## START TEXT TO READ

Now, look at that word “complete” (peplhrwmenoi). It is one of those very commonly used words that we tend to overlook, simply because they are so commonly used. But this word is simply bursting with meaning. As it is used here, it describes something about the children of God that is accomplished for us, without our aid or assistance. It is a completion in which we are totally passive. It is not something about which we are passive. Far from it. It is something that floods our souls with joy. But we were completely passive in its accomplishment.

 

What does the word “complete” mean? How far are we to carry this statement — “Ye are complete in Him”? Is it possible to carry it too far? Must we be careful not to go overboard here? Let’s look into the Book of God and see how it is used in other places. I think it is safe to say that we must attach no more meaning to the word and no less than that which is obvious in the way it is used by the inspired writers of Holy Scripture (John 1:14-16; 1 Corinthians 10:28; Ephesians 1:23; Colossians 2:9).

 

(John 1:14-16) “And the Word was made flesh, and dwelt among us, (and we beheld his glory, the glory as of the only begotten of the Father,) full of grace and truth. (15) John bare witness of Him, and cried, saying, This was He of whom I spake, He that cometh after me is preferred before me: for He was before me. (16) And of His fulness have all we received, and grace for grace.”

 

(1 Corinthians 10:28) “But if any man say unto you, This is offered in sacrifice unto idols, eat not for his sake that showed it, and for conscience sake: for the earth is the Lord’s, and the fulness thereof.”

## END TEXT TO READ
## START GIVEN RECORDS

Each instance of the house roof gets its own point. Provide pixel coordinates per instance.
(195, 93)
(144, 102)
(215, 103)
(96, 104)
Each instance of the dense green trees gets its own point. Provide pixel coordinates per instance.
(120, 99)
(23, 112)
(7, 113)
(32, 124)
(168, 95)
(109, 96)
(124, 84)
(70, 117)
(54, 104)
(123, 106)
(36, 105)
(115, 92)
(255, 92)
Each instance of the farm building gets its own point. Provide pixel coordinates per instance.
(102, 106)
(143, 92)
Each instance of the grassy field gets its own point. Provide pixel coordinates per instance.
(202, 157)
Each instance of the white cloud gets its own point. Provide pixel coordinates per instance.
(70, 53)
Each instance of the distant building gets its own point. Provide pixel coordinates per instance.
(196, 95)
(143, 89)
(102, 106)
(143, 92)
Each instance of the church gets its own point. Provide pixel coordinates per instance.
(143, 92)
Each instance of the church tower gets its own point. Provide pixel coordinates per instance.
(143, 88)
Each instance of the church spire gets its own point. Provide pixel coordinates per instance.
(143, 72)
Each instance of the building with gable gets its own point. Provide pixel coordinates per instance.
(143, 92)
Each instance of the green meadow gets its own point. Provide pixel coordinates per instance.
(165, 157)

## END GIVEN RECORDS

• **EXERCISE TASK**: Can you extend the passage on the word "complete" in "Ye are complete in Him," picking up right after its last sentence?

• **RESPONSE**:
 

(Ephesians 1:22-23) “And hath put all things under His feet, and gave Him to be the Head over all things to the church, (23) Which is His body, the fulness of Him that filleth all in all.”

 

(Colossians 2:9) “For in Him dwelleth all the fulness of the Godhead bodily.”

 

Complete

 

Obviously, when the Spirit of God says, “Ye are complete in Him,the word “complete,” first means “complete, without limit, condition or qualification of any kind.” Whatever we are in Christ, we are completely. Whatever we have in Christ, we have completely. In all matters regarding our spiritual welfare and our soul’s salvation, we are complete in Christ, complete without any supplement of any kind.

 

Gnostics

 

In Paul’s day, as in ours, there were some who thought that faith in Christ had to be supplemented. Such men, then and now, vainly imagine that faith is learned, not bestowed, that it is a matter of philosophical achievement, not a matter of Divine revelation. While deceitfully professing to believe in the supernatural, while professing to teach that “Salvation is of the Lord,” their doctrine is nothing more than the cunning assertion that the new birth, faith in Christ, and acceptance with God is really achieved by argument, reason, logic. and learning.

 

These brilliant idiots actually teach that faith in Christ is a complex mystery, something that can only be attained by arriving at a superior level of knowledge, knowledge of which they are, “most humbly,” supreme examples. They mystify everything revealed in the Book of God. With their beguiling words of wisdom, they do everything possible to turn us away from “the simplicity that is in Christ.

 

That is precisely the context in which Paul makes this declaration (Colossians 2:6-10). — “Ye are complete in Him.

 

(Colossians 2:6-10) “As ye have therefore received Christ Jesus the Lord, so walk ye in Him: (7) Rooted and built up in Him, and stablished in the faith, as ye have been taught, abounding therein with thanksgiving. (8) Beware lest any man spoil you through philosophy and vain deceit, after the tradition of men, after the rudiments of the world, and not after Christ. (9) For in Him dwelleth all the fulness of the Godhead bodily. (10) And ye are complete in Him, which is the Head of all principality and power.”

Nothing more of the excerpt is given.